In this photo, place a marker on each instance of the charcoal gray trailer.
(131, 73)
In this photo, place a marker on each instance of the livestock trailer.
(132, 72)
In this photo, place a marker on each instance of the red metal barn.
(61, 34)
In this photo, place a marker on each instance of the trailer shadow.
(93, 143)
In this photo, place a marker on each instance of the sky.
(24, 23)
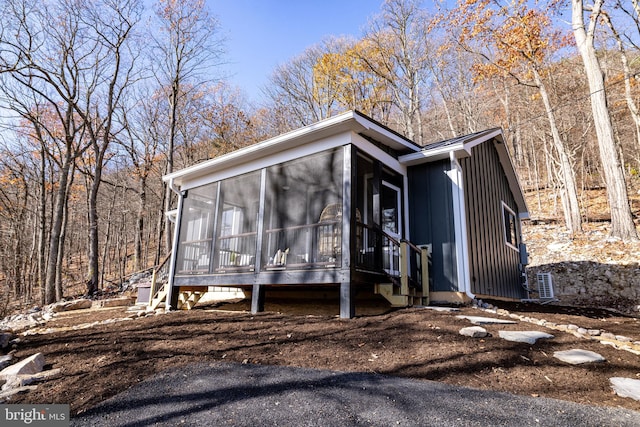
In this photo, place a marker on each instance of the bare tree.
(112, 23)
(622, 225)
(186, 48)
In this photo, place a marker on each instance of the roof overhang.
(350, 121)
(462, 147)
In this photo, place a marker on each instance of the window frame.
(509, 233)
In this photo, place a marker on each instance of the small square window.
(510, 227)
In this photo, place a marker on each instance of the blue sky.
(262, 34)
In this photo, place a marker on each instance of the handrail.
(154, 278)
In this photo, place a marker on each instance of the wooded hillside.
(100, 99)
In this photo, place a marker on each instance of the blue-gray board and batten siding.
(431, 220)
(493, 265)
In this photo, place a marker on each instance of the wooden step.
(387, 291)
(158, 299)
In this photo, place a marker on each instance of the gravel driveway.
(230, 394)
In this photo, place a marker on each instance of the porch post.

::::

## Brief:
All lines from the one holding "the wooded hillside." through the end of the entries need to be given again exactly. Leave out the others.

## Solution to the exercise:
In this photo, place a marker on each instance of the wooded hillside.
(100, 99)
In this photo, place a marker on each instance of the blue-gray board and batten siding.
(431, 220)
(493, 265)
In this photo, place a marker on each instance of the wooden step.
(387, 291)
(158, 299)
In this photo, place a marker on each instance of the gravel driveway.
(230, 394)
In this photo, place a marker on each instance of the porch post.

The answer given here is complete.